**Given request 1**
Rewrite the Chicago racing notes starting at "The following evening, June" and ending at "championship in 2018.", with "clay oval" replaced by "dirt oval".
**Given request 2**
Which lines of the records contain the string "leafy", matching case? Report each of those lines in full.

**Document passage**
Last year’s Badger midget series champion Scott Hatton won twice at Illinois’ Sycamore Speedway in 2018. (Stan Kalwasinski Photo)
Last year’s Badger midget series champion Scott Hatton won twice at Illinois’ Sycamore Speedway in 2018. (Stan Kalwasinski Photo)

CHICAGO NOTES: Badger Midgets Invading Sycamore

CHICAGO — The Badger Midget Auto Racing Ass’n open-wheel stars and cars visit Sycamore Speedway this Saturday for the first of six Sycamore appearances for the Zimbrick Chevrolet of Sun Prairie-sponsored midget series.

Qualifying begins at 6:30 p.m. with racing right after time trials. A full program of stock car racing is also on tap at the third-of-a-mile, dirt oval.

The following evening, June 2, the 73rd opening night will take place at Angell Park Speedway in Sun Prairie, Wis. The event is the first of the 1–race season at the popular third-mile clay oval, the long-time home of Badger midget racing. Also on the Sun Prairie card will be the MSA Sprint Cars and Wisconsin Dirt Racing Legends Series.

The past several years have seen the Badger midgets compete on a regular basis at the Sycamore oval. In 2018, six races were held with reigning Badger champion Scott Hatton winning two feature events. Andrew Felker, Chase McDermand, Tyler Baran and Ryan Probst each scored one win. Hatton, the Illionois native who now hails from Sharon, Wis., won his fifth Badger championship in 2018.

Weather has pretty much been the winner so far this year on the Badger schedule.  With rainy/cold weather plaguing the series, only one event has been held with Alaska native Billy Balog winning at Wisconsin’s Beaver Dam Raceway on April 20.   The Badger midget group has been sanctioning racing since 1936 when midget auto racing was in its infancy and gaining wide-spread popularity.

The Sycamore speed plant, actually located in Maple Park – a few miles east of Sycamore, some 65 miles west of downtown Chicago, has seen midget auto racing on and off since its first year of operation in 1963.  United States Auto Club, United Auto Racing Ass’n and World of Outlaws Midgets events have taken place there.  The USAC midgets traveled to Sycamore for the first time in 1966 with California’s Don Meacham driving his Myron Caves-owned midget to victory in the 40-lap feature on June 17, 1966 when the track was known as the Bob-Jo Speedway.

– Longtime Chicago area pavement stock car racer, Bobby Gash of Orland Park, Ill., won the UMP Pro Late Models 20-lap main event at Medaryville, Ind.’s Shadyhill Speedway last Saturday, winning his first dirt track feature race.

Gash, who was a regular at Illiana Motor Speedway in Schererville, Ind., until it closed after the 2015 season, began competing on the dirt at Shadyhill and at Kankakee County Speedway the last few years. Gash was the fourth-ranking driver in the late model division at Shadyhill in 2018.

Gash began his stock car racing career at Blue Island’s Raceway Park in 1980 and moved his racing to Illiana in 1983.  With his career always supported by his dad, Bob, who owned numerous late model cars in the 1970s and early 80s, Bobby Gash was a two-time sportsman division champion at the Illiana half-mile paved oval.

[A run of records]
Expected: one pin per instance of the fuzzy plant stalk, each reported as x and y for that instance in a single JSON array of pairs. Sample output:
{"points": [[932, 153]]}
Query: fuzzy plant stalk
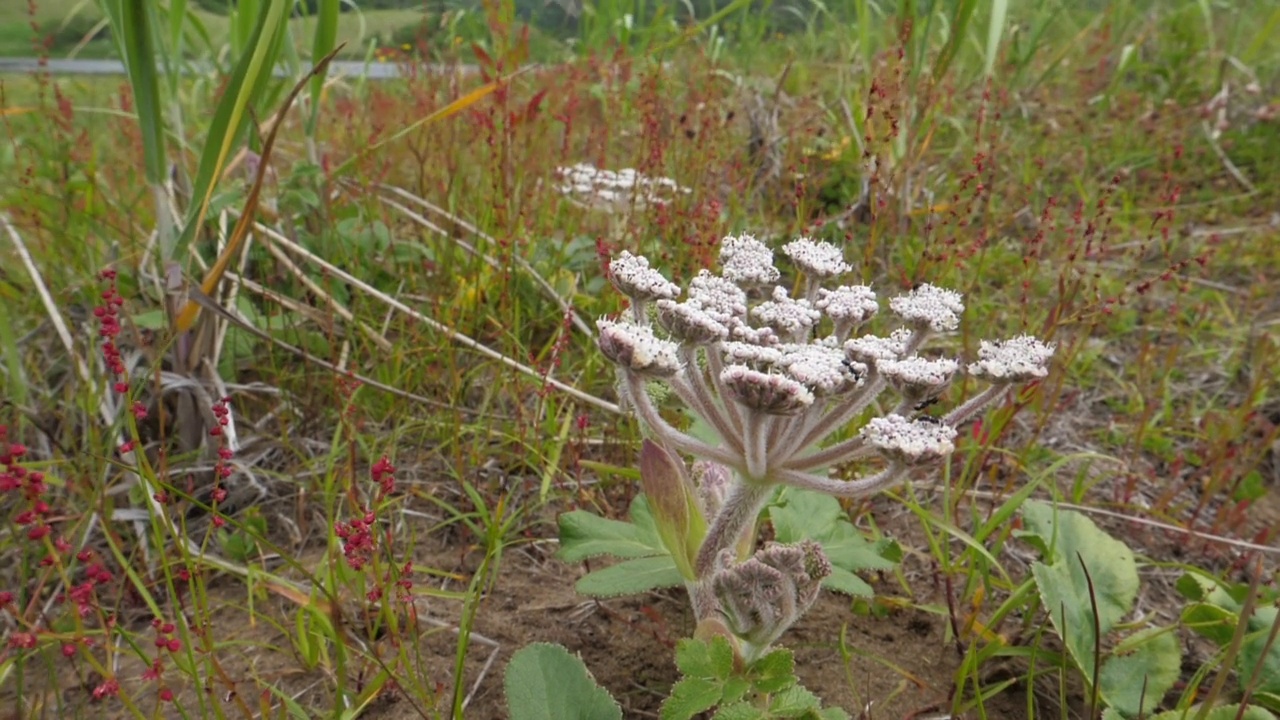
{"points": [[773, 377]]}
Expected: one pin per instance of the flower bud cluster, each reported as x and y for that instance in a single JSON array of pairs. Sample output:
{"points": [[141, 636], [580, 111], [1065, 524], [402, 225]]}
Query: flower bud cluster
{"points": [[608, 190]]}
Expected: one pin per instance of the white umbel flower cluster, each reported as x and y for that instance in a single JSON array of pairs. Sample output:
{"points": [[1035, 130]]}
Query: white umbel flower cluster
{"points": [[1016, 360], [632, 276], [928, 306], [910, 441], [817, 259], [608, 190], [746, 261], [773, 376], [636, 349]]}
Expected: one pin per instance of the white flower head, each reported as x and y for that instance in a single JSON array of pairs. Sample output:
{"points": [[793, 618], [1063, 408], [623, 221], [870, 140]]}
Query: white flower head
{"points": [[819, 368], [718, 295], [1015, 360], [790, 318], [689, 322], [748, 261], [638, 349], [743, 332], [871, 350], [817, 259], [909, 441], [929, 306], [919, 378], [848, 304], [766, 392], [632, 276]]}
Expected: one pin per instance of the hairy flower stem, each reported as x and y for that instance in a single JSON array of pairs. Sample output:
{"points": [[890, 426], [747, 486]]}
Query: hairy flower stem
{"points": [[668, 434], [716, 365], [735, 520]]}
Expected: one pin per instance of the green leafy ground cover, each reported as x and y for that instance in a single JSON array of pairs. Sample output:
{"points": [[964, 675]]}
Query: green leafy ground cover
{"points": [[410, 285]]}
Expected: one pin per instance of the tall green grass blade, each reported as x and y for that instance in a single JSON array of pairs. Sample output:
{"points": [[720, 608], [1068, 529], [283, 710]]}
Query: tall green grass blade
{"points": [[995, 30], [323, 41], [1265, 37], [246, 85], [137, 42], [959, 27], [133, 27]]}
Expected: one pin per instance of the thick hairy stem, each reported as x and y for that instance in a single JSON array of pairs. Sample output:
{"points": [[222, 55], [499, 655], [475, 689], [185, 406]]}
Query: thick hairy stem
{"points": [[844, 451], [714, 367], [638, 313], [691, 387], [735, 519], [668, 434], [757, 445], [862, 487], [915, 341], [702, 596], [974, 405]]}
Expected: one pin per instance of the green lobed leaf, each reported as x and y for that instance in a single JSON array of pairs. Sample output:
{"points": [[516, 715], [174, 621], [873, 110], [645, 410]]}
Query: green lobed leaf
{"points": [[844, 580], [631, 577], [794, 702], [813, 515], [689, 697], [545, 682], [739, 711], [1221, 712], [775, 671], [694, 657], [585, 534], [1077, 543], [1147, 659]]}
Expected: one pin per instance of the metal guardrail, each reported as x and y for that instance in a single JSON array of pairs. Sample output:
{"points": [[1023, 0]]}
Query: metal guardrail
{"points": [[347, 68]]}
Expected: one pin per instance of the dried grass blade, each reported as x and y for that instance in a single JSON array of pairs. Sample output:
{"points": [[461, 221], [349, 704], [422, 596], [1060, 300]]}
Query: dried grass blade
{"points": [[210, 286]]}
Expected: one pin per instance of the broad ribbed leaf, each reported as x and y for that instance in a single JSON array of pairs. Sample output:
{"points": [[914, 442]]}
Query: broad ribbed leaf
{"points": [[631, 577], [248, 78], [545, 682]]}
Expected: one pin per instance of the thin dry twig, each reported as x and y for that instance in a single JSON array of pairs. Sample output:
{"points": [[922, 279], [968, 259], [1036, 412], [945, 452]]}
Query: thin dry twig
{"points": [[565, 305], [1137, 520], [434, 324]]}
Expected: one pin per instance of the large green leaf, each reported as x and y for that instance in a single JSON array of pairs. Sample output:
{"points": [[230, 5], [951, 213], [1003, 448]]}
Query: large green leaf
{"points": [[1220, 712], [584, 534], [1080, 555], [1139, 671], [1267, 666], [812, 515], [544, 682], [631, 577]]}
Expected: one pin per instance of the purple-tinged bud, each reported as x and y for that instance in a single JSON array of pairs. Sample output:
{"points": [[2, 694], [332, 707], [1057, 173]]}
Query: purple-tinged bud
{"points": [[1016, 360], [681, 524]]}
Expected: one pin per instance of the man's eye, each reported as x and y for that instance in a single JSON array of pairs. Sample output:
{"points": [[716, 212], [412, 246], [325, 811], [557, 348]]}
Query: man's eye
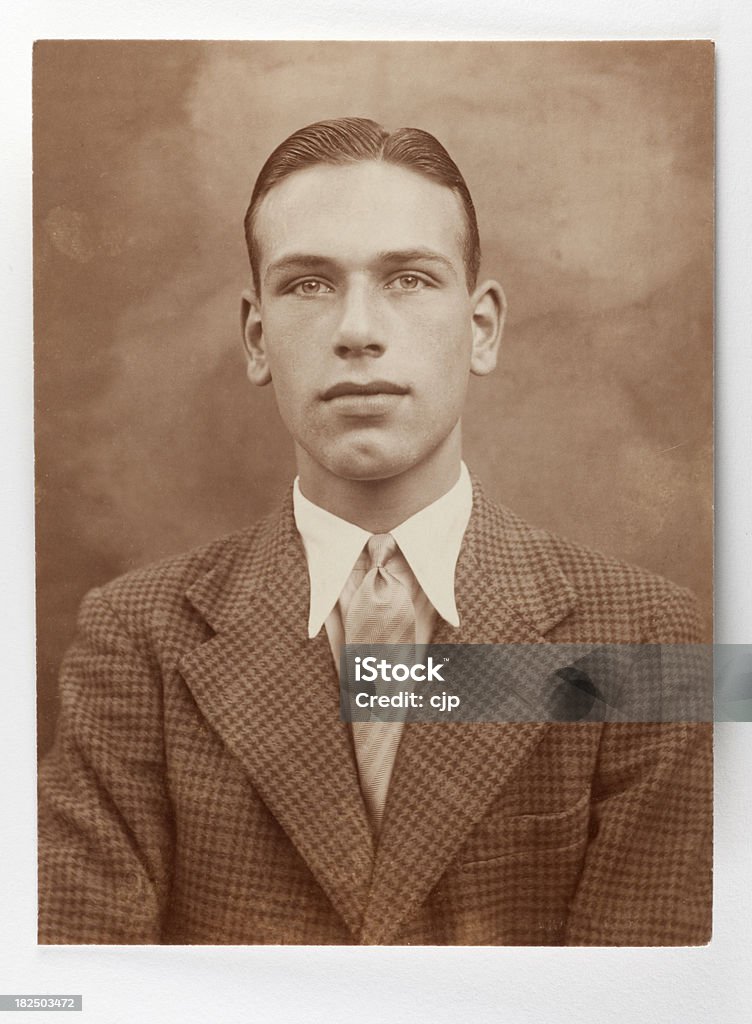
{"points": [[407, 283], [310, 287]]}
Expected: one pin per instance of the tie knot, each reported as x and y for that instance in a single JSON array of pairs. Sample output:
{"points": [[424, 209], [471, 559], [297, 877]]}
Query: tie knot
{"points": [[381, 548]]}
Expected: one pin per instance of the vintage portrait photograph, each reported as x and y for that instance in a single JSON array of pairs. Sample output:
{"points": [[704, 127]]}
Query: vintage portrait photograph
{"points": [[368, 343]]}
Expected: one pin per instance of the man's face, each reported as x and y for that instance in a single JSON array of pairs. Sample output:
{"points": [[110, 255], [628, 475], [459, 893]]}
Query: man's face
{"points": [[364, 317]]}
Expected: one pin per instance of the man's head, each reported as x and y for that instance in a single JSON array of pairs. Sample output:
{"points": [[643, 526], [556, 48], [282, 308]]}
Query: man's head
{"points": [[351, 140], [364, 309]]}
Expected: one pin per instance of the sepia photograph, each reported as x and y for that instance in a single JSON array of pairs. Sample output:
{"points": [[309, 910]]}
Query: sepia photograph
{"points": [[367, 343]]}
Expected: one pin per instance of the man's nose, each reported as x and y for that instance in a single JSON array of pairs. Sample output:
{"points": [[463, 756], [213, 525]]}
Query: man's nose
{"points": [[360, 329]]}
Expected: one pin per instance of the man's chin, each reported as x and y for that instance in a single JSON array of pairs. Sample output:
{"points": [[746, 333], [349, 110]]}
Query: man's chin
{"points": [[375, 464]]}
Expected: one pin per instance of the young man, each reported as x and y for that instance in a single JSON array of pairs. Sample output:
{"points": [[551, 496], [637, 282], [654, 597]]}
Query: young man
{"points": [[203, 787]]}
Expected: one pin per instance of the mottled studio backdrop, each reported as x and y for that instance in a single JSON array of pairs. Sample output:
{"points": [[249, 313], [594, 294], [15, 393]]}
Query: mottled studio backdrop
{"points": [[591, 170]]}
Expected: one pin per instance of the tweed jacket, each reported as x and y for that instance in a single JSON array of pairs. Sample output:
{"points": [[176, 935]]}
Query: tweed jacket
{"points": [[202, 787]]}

--

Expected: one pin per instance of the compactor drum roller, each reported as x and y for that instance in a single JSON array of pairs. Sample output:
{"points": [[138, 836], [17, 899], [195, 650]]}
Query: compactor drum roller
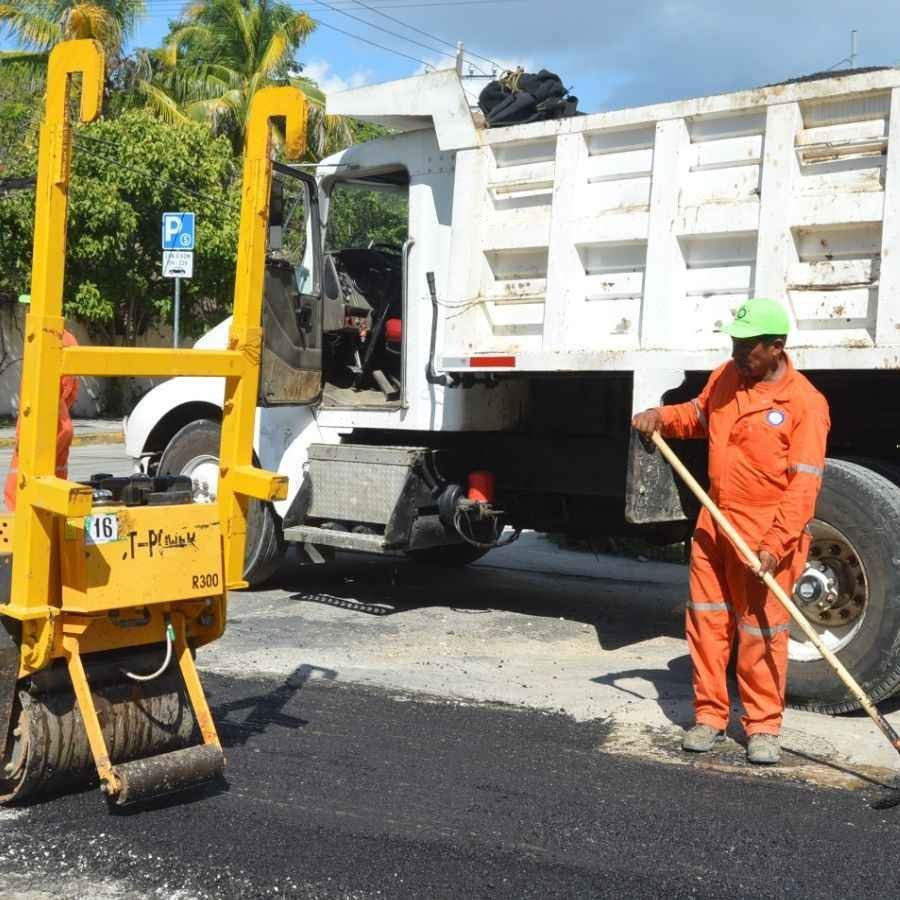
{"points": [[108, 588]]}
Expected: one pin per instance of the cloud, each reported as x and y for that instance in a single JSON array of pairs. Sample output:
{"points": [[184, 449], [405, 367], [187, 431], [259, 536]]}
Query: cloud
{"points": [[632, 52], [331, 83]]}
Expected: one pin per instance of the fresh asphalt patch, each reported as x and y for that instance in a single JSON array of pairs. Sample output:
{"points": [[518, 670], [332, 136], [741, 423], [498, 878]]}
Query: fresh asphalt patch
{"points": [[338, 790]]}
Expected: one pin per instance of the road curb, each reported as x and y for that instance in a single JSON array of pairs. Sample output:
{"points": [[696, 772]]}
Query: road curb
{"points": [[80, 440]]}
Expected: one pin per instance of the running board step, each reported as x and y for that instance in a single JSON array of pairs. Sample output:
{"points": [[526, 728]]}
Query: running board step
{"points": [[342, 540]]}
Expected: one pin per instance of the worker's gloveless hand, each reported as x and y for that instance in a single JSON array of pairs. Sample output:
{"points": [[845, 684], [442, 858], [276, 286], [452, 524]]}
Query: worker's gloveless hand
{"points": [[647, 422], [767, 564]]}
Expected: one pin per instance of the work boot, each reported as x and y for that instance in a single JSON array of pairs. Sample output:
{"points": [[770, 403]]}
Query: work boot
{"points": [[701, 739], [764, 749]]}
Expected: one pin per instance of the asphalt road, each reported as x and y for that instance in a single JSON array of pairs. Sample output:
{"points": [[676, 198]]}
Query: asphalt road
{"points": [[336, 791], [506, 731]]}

**Correct answer 1**
The following evening, June 2, the 73rd opening night will take place at Angell Park Speedway in Sun Prairie, Wis. The event is the first of the 1–race season at the popular third-mile dirt oval, the long-time home of Badger midget racing. Also on the Sun Prairie card will be the MSA Sprint Cars and Wisconsin Dirt Racing Legends Series.

The past several years have seen the Badger midgets compete on a regular basis at the Sycamore oval. In 2018, six races were held with reigning Badger champion Scott Hatton winning two feature events. Andrew Felker, Chase McDermand, Tyler Baran and Ryan Probst each scored one win. Hatton, the Illionois native who now hails from Sharon, Wis., won his fifth Badger championship in 2018.

**Correct answer 2**
Expected: one pin per instance of the green leafy ground cover, each reported as x and y for that instance in a single JSON array of pairs. Sample output:
Query: green leafy ground cover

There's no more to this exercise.